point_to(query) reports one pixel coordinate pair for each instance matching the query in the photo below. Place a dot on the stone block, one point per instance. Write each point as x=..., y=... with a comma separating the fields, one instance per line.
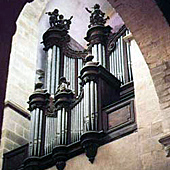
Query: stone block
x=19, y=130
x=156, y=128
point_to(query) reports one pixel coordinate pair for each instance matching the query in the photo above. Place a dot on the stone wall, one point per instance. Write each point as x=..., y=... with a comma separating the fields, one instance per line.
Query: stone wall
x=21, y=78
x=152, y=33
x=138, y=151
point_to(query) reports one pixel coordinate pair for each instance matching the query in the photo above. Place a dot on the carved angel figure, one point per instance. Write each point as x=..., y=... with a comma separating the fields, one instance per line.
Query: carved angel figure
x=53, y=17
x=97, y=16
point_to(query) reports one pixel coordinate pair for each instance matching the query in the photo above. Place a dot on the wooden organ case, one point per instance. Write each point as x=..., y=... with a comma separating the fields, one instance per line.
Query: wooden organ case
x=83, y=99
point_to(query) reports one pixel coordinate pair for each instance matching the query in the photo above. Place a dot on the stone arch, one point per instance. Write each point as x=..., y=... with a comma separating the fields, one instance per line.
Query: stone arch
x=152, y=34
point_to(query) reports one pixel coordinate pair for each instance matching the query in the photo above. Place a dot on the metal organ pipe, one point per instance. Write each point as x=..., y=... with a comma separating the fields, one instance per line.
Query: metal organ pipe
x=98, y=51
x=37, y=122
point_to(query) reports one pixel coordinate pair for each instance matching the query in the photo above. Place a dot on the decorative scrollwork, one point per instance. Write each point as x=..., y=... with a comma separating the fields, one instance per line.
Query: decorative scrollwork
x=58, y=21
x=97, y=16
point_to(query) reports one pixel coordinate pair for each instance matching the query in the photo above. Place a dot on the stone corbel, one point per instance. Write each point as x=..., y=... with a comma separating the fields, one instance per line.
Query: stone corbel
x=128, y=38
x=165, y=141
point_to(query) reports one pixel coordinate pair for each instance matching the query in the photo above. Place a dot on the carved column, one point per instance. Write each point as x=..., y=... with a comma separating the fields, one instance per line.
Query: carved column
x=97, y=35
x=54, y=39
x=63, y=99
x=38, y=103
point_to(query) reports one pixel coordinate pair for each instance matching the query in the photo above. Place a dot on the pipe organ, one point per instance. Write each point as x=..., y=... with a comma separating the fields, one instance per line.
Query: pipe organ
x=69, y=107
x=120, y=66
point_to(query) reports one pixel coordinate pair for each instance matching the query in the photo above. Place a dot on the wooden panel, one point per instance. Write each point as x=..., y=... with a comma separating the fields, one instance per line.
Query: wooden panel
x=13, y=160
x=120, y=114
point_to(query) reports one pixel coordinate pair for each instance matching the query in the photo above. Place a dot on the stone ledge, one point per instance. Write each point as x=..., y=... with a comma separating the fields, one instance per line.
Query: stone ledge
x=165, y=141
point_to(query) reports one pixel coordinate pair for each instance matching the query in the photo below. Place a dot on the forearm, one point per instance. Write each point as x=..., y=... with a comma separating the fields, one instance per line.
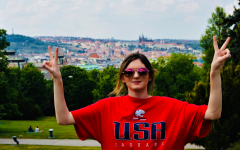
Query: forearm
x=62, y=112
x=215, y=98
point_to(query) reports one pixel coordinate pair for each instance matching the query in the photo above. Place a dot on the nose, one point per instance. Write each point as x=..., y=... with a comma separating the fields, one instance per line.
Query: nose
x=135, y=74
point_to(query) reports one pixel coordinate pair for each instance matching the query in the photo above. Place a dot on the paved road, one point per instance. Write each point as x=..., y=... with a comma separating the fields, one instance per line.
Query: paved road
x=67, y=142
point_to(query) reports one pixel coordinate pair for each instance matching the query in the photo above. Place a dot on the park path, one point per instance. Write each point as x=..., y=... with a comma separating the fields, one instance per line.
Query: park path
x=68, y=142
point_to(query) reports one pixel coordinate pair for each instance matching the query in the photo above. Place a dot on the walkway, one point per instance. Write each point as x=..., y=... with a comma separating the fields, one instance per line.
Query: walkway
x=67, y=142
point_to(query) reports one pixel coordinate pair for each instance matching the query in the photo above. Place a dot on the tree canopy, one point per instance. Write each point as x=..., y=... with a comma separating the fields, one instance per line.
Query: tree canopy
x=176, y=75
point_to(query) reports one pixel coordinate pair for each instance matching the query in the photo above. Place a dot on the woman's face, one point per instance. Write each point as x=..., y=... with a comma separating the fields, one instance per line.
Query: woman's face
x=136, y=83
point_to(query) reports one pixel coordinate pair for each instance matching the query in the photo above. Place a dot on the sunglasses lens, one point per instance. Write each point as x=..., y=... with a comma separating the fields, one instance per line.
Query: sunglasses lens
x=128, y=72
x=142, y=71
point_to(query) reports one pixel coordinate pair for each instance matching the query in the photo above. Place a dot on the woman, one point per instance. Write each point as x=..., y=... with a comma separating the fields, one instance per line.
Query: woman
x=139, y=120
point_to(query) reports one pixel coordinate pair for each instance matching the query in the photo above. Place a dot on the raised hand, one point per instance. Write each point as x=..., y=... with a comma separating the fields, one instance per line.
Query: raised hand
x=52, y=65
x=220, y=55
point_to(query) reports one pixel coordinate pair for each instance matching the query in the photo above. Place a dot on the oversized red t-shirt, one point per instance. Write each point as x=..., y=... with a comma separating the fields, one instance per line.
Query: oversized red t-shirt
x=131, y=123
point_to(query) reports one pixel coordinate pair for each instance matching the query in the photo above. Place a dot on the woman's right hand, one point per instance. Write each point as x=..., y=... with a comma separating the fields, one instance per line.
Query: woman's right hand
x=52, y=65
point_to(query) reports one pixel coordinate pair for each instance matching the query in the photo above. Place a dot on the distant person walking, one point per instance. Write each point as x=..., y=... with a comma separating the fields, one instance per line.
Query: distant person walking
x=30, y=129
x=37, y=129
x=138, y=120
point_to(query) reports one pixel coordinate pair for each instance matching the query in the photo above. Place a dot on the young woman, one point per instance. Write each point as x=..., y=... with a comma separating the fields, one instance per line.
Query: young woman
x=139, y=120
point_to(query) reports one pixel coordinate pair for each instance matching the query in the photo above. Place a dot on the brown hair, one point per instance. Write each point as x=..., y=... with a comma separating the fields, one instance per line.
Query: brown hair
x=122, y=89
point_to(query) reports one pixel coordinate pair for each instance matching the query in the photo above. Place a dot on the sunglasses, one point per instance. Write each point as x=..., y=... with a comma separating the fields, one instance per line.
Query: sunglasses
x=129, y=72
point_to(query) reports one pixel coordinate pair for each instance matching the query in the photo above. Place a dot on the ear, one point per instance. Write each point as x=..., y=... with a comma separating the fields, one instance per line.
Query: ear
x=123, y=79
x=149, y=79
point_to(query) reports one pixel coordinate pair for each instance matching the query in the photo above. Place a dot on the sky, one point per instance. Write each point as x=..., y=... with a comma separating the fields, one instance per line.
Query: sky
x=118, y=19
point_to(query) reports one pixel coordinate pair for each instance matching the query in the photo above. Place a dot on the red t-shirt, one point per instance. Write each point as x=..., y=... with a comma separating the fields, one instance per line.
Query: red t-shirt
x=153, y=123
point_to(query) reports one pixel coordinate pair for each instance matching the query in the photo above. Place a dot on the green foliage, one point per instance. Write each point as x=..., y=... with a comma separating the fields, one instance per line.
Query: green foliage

What you need to do :: Filter the records down to the lines containing the word "green", and copy those.

Answer to this problem ::
point_to(query) reports one pixel coordinate pair for each instance matching the query in the photo above. Place a dot on the green foliage, one point per instance. Write each point as x=..., y=... with a comma separating the fields, one instance per line.
Query: green foliage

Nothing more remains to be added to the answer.